● **Stored data**:
·····

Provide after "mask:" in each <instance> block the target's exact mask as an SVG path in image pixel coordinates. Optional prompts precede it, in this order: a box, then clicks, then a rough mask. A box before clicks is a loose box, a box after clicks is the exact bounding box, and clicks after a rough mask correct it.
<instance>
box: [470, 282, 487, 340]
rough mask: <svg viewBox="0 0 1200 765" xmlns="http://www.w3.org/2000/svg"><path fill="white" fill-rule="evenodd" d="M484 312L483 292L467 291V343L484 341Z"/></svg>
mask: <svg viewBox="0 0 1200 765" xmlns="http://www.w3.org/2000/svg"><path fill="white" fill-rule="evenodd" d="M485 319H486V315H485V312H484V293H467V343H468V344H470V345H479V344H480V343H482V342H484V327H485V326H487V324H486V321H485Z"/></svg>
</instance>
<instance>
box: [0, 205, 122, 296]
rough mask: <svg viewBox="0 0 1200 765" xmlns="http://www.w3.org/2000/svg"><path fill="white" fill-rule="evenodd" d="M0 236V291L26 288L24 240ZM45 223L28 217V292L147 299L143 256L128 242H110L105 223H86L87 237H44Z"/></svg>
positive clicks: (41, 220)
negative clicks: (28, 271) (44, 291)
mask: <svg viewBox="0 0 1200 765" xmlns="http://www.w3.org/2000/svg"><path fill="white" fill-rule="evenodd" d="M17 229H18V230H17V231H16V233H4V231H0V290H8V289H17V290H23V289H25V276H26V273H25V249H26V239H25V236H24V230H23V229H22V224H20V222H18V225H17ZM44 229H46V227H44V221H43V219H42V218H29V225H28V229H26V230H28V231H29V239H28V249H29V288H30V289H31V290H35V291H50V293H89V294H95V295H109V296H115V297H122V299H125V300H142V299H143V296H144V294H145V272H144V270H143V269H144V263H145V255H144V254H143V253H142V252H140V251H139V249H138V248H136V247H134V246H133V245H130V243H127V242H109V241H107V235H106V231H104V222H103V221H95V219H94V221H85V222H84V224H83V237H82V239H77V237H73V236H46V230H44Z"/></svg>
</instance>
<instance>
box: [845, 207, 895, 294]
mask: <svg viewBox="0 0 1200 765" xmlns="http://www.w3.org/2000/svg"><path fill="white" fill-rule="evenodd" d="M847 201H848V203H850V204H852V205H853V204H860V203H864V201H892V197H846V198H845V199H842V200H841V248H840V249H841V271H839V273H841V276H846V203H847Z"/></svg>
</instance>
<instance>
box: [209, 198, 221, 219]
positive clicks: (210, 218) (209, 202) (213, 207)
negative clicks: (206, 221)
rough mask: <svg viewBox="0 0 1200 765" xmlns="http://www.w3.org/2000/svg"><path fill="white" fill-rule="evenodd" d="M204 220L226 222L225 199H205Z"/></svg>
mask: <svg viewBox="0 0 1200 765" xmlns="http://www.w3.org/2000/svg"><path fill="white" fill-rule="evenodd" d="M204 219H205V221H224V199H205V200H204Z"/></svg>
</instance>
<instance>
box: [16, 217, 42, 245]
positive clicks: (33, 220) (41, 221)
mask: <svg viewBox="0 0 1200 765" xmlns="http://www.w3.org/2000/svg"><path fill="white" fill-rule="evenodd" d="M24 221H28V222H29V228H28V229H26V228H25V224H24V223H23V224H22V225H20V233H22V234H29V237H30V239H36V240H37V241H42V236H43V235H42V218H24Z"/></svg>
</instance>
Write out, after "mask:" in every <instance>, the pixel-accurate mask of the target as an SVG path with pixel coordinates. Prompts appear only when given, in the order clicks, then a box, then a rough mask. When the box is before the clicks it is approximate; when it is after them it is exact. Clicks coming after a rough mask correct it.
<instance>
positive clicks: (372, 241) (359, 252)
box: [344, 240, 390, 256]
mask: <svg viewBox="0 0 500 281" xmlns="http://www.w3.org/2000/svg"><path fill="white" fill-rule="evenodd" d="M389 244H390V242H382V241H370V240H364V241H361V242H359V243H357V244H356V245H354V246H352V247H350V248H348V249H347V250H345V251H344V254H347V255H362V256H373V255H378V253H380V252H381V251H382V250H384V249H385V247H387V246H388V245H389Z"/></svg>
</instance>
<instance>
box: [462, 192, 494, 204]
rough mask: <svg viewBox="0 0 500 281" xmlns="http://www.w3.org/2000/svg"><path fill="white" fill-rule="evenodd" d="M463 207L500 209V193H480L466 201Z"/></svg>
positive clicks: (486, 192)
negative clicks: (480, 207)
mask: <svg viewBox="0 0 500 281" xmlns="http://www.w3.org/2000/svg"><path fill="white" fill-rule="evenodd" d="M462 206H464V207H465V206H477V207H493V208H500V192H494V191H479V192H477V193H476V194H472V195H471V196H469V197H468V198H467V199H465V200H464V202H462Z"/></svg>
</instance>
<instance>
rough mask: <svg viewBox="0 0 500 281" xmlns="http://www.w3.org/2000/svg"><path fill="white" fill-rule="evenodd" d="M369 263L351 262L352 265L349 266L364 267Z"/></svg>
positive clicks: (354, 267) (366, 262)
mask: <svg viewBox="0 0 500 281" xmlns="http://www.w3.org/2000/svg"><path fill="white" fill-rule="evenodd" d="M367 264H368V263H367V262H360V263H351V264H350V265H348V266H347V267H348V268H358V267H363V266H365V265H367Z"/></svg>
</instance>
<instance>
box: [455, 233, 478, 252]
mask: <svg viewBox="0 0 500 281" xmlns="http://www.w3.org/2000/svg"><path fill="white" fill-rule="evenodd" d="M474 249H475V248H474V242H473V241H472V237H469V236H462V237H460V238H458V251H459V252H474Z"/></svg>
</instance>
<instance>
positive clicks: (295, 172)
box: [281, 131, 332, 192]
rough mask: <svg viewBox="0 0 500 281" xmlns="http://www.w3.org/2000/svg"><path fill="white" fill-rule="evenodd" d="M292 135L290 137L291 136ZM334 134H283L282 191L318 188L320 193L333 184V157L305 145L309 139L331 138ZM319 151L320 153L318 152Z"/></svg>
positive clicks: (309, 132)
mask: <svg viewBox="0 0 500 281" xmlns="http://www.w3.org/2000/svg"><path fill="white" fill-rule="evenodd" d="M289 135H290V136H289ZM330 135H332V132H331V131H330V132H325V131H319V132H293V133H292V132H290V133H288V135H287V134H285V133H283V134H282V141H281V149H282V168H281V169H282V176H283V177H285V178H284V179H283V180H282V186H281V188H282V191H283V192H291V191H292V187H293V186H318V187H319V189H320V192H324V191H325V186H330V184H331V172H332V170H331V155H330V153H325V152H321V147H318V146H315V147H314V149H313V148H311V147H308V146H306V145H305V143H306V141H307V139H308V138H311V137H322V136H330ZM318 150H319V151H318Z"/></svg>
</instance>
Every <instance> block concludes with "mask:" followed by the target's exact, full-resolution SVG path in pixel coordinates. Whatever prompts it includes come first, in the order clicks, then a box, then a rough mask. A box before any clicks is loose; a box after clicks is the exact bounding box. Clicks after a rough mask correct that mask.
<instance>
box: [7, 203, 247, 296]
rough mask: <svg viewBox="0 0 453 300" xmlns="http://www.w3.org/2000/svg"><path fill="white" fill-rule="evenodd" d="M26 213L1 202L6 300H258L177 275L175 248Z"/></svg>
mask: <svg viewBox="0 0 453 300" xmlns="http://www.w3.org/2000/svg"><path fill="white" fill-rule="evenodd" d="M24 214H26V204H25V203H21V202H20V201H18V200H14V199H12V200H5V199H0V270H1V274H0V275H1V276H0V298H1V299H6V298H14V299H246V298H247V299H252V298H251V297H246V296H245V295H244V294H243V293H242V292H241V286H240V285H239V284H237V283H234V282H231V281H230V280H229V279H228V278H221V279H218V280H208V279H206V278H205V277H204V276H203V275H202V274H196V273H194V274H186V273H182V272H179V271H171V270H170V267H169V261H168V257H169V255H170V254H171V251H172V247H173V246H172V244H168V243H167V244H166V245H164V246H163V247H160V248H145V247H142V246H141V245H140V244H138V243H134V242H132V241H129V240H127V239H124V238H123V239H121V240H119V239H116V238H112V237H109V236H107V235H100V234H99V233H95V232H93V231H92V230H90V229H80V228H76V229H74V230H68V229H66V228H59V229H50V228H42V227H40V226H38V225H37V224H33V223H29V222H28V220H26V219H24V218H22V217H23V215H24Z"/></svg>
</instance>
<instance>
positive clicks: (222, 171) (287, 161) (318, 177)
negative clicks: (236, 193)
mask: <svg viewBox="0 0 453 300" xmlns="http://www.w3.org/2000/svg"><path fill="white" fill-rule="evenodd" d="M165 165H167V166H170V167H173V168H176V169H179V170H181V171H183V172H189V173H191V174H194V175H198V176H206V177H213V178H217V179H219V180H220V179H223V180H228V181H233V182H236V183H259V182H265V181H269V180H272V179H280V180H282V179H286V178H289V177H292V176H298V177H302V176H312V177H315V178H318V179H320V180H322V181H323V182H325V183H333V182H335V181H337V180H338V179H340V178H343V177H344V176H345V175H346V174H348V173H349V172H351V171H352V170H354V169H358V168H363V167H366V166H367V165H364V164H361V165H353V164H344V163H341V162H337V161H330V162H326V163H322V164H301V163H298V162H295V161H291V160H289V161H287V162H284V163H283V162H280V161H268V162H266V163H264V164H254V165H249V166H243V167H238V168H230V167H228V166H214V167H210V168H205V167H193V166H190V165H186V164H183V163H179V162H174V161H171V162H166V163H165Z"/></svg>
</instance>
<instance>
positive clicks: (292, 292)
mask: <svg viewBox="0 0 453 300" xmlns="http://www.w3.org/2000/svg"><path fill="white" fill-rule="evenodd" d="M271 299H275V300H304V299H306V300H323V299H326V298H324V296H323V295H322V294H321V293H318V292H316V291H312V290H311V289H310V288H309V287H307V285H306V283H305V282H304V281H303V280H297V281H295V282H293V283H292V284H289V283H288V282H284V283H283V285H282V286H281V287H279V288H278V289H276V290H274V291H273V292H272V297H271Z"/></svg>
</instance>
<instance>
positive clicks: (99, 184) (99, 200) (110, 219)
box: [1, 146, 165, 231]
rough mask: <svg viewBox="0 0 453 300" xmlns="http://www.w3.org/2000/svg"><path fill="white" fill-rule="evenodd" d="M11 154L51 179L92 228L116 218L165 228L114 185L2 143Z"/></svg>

·····

● **INSTRUCTIONS FOR THE TASK**:
Count the lines in the records above that contain "exact". Reply with the number only.

● **EXERCISE RESPONSE**:
3